Free-text object descriptions
|---|
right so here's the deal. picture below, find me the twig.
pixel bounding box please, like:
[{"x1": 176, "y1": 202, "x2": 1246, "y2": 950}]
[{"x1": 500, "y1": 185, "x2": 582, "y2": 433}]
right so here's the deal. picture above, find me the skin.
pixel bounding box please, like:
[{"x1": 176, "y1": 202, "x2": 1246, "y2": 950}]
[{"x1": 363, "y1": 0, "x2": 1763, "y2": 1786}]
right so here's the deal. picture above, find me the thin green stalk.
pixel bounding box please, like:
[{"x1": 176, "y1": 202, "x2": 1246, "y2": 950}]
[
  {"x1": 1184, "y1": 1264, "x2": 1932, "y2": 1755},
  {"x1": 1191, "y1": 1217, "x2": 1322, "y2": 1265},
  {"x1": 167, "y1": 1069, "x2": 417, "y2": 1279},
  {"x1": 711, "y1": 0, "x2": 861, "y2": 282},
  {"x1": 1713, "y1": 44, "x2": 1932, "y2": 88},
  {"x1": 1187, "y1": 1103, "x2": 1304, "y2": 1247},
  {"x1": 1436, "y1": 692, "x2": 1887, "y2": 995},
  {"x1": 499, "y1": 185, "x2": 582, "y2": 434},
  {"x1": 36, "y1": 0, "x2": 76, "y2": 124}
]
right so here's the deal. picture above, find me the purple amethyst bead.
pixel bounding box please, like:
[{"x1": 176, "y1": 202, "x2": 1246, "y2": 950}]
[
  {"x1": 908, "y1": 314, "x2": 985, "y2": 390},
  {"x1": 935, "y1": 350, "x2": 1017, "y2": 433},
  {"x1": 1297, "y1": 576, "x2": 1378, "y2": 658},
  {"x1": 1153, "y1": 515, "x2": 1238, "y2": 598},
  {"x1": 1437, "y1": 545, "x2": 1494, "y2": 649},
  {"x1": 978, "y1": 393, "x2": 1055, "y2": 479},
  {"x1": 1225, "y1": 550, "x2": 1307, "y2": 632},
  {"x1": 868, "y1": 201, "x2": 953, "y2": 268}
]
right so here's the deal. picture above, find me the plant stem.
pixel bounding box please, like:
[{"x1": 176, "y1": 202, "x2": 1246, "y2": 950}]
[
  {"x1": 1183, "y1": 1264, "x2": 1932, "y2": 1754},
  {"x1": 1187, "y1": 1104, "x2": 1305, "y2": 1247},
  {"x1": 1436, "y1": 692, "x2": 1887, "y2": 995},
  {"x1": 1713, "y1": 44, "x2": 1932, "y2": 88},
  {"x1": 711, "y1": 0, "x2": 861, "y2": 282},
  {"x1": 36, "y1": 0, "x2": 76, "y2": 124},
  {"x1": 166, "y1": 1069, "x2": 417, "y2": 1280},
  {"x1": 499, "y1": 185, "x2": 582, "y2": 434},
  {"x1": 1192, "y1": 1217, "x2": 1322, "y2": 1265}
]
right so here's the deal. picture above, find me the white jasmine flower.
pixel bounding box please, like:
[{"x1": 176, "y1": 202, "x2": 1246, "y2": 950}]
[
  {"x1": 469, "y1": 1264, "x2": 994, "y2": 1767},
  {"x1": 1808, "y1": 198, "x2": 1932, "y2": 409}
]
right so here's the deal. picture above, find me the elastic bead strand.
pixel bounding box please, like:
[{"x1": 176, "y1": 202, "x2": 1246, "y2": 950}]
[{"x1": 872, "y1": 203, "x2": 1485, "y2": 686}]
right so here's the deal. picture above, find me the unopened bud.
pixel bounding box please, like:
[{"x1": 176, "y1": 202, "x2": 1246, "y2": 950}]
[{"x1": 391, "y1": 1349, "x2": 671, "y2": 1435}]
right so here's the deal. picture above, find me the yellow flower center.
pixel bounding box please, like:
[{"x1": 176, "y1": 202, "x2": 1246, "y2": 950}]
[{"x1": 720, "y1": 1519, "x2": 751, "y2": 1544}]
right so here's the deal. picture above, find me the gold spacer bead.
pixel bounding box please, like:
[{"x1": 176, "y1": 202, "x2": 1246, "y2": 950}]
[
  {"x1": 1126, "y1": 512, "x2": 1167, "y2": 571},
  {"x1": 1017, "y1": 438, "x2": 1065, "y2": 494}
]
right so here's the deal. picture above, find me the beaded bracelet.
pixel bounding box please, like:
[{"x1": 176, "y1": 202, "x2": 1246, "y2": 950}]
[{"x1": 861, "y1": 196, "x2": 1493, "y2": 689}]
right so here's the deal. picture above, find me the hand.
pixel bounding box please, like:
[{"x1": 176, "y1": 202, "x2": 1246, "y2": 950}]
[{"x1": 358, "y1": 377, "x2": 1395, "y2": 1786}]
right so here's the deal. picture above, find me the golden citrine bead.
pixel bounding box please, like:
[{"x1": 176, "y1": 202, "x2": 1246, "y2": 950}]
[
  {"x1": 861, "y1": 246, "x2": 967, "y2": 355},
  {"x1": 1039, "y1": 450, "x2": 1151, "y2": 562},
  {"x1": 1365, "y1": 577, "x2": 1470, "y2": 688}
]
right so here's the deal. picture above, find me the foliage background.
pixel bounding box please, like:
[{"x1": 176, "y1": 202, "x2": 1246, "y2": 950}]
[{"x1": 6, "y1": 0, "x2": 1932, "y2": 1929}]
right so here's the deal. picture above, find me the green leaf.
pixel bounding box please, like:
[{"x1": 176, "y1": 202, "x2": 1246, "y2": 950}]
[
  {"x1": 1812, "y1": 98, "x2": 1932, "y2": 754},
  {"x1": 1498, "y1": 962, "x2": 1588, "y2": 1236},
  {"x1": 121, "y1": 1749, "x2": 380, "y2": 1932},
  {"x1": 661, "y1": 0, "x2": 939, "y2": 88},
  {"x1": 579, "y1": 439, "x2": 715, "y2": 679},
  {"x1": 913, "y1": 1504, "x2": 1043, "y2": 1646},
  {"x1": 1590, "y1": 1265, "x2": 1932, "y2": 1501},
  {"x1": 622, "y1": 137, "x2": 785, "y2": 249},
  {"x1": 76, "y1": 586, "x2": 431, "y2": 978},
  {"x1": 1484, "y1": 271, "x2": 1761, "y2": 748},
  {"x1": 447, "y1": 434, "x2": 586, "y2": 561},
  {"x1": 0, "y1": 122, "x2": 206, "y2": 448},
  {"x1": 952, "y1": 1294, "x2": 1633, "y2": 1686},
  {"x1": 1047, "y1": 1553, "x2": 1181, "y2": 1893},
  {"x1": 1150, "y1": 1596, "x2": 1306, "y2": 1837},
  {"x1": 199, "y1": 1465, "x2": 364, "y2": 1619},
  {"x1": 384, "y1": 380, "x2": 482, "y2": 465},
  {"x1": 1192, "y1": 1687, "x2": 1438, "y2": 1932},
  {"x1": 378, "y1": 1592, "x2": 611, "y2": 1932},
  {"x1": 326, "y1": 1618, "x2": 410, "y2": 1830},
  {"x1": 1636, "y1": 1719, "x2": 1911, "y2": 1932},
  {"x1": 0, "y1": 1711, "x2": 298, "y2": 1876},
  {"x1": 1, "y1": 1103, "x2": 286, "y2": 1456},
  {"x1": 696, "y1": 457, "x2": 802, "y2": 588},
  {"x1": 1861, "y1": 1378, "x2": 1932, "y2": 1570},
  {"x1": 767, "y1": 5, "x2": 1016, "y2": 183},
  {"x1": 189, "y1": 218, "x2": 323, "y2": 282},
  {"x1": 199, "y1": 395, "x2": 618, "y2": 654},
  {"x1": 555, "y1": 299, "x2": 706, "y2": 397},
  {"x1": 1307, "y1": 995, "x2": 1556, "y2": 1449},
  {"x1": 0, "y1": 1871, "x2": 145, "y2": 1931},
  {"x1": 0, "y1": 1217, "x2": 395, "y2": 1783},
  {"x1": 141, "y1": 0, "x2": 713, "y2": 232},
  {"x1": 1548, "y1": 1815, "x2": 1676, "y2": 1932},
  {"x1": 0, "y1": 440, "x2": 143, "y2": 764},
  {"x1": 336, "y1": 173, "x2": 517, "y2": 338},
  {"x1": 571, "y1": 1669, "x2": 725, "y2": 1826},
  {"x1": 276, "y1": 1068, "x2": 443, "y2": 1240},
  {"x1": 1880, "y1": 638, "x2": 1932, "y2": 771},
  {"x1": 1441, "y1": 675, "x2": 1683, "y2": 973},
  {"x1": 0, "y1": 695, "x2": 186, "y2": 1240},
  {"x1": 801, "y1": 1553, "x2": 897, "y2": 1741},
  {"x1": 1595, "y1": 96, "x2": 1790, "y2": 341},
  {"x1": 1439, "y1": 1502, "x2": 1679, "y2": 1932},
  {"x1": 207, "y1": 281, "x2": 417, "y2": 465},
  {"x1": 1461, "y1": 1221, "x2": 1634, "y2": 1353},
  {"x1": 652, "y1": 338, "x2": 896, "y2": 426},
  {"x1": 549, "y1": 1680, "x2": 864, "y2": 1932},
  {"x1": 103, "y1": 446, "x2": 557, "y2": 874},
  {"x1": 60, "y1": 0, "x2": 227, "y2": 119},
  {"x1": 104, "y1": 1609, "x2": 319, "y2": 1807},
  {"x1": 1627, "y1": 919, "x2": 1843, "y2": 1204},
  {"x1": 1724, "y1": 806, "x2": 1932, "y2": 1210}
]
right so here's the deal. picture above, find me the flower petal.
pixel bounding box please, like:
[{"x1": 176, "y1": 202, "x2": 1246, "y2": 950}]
|---|
Your answer should be the lines above that contain the word "green", copied out.

right so here's the deal. picture above, find me the thin green stalk.
right so here's the deal. picture above, find me the green leaf.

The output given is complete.